#### What is needed:
Rewrite each line of the records below as an item in a numbered list, leaving out blank lines.

#### Listed entries:
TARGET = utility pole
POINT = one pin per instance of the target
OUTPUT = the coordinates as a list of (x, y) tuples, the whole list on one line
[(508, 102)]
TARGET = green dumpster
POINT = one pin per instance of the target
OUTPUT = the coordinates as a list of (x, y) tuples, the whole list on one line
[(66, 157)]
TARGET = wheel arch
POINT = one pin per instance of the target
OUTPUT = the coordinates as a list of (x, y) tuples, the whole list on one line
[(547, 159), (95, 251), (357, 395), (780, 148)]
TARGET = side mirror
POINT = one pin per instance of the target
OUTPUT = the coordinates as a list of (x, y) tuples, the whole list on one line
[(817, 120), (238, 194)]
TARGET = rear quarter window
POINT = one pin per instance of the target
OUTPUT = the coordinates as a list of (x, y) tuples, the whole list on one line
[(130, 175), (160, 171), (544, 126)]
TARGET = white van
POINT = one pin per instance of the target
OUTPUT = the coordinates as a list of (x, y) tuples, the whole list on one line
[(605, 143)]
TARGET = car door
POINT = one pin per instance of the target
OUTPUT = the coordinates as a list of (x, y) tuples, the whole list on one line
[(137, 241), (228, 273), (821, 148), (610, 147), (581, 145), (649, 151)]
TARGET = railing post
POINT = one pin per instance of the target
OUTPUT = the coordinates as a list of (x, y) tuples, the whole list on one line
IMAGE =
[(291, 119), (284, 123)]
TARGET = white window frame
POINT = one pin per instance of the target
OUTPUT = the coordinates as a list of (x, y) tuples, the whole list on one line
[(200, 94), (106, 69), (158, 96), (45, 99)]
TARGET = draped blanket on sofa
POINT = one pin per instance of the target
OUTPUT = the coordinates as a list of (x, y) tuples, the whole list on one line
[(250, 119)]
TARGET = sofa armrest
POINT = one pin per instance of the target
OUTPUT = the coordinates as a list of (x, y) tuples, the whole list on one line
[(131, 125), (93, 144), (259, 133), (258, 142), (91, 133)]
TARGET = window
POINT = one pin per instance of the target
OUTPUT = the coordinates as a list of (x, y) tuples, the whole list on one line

#### Correct response:
1. TARGET = utility pole
2. POINT = one pin per instance of the target
3. OUTPUT = the coordinates as a list of (x, y) tuples, the whole list on one line
4. [(508, 102)]
5. TARGET = green dumpster
6. POINT = one pin per instance of the target
7. OUTPUT = the coordinates as a list of (x, y) tuples, the whole list on one line
8. [(66, 157)]
9. TARGET = wheel arch
10. POINT = one pin per instance of the target
11. OUTPUT = the coordinates as a list of (x, y) tuples, the whole list on one line
12. [(547, 159), (95, 251), (357, 395), (780, 148)]
13. TARGET = side mirror
14. POINT = one pin per instance of the target
15. OUTPUT = the coordinates as a list of (x, y) tuples, the whole list on one line
16. [(817, 120), (238, 194)]
17. TARGET = rear quarter window
18. POINT = one pin per instance of the target
19. OUTPUT = the coordinates as a list of (x, y) tuples, the whole list on one line
20. [(130, 175), (160, 171), (544, 126)]
21. TARGET = white van
22. POINT = one pin per instance of the target
23. OUTPUT = the coordinates as a list of (x, y) tuples, the whole list on one line
24. [(605, 143)]
25. TARGET = car door
26. POINT = one pin per instance of the target
27. OUTPUT = the coordinates as a list of (x, y) tuples, the whole list on one line
28. [(137, 241), (228, 273), (821, 148), (610, 147), (581, 145), (649, 151)]
29. TARGET = railing post
30. POINT = one pin per instance of the target
31. OUTPUT = the coordinates as a list of (x, y) tuples, the whole list on one line
32. IMAGE =
33. [(291, 119), (284, 123)]
34. TARGET = white window frame
35. POINT = one pin per instance of the target
36. OUTPUT = the coordinates as a list of (x, y) tuples, the whole list on one line
37. [(200, 94), (106, 69), (158, 96), (45, 99)]
38. TARGET = draped blanket on sofa
39. POINT = one pin per instance of the target
40. OUTPUT = the coordinates as a list of (x, y) tuples, the whole list on one line
41. [(250, 119)]
42. TARGET = sofa armrest
43. POINT = one pin per instance of the target
44. OUTPUT = the coordinates as a list of (x, y) tuples, the whole list on one line
45. [(131, 125), (93, 144), (259, 133), (258, 142), (91, 133)]
46. TARGET = window
47. POINT = one pin per instance of the target
48. OUTPUT = the coordinates as a list of (x, y) tuples, the whole list on one line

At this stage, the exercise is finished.